Contour annotation records
= = = = = = =
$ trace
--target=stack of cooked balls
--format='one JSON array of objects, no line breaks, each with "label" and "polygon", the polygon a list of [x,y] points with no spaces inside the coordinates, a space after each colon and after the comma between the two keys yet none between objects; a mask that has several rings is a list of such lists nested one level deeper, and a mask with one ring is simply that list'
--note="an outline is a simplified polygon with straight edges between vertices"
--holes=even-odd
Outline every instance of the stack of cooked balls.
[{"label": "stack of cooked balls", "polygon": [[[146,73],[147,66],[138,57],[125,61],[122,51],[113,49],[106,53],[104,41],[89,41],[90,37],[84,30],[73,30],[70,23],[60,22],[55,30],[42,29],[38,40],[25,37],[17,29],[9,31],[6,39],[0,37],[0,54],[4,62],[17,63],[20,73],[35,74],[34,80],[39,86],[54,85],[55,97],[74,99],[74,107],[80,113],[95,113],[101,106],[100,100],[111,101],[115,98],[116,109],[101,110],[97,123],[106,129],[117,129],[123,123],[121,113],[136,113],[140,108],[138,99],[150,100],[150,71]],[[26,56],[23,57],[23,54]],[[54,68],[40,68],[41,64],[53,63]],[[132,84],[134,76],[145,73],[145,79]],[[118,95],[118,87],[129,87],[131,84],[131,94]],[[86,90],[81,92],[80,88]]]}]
= = = = = = =
> What the task asks
Reproduce the listing above word for word.

> Finished task
$ trace
--target=stack of cooked balls
--format='one JSON array of objects, no line breaks, each with "label" and "polygon", the polygon a list of [x,y] points with no spaces inside the coordinates, a space after each colon and after the comma between the two keys yet none between objects; a mask that has several rings is a list of such lists nested one level deeper, and a mask with one ring is simply that list'
--note="an outline is a simplified polygon with straight edges between vertices"
--holes=even-odd
Outline every instance of the stack of cooked balls.
[{"label": "stack of cooked balls", "polygon": [[[146,73],[147,66],[138,57],[125,61],[122,51],[113,49],[106,53],[104,41],[89,41],[90,37],[84,30],[73,30],[70,23],[60,22],[55,30],[42,29],[38,40],[25,37],[17,29],[9,31],[6,39],[0,37],[0,54],[4,62],[17,63],[20,73],[35,74],[34,80],[39,86],[54,85],[55,97],[74,99],[74,107],[80,113],[95,113],[101,106],[100,100],[111,101],[115,98],[116,109],[101,110],[97,123],[106,129],[117,129],[123,123],[121,113],[136,113],[140,108],[138,99],[150,100],[150,71]],[[26,56],[23,57],[23,54]],[[54,68],[40,68],[41,64],[53,63]],[[132,84],[134,76],[145,73],[145,79]],[[118,95],[118,87],[129,87],[131,84],[131,94]],[[86,90],[81,92],[80,88]]]}]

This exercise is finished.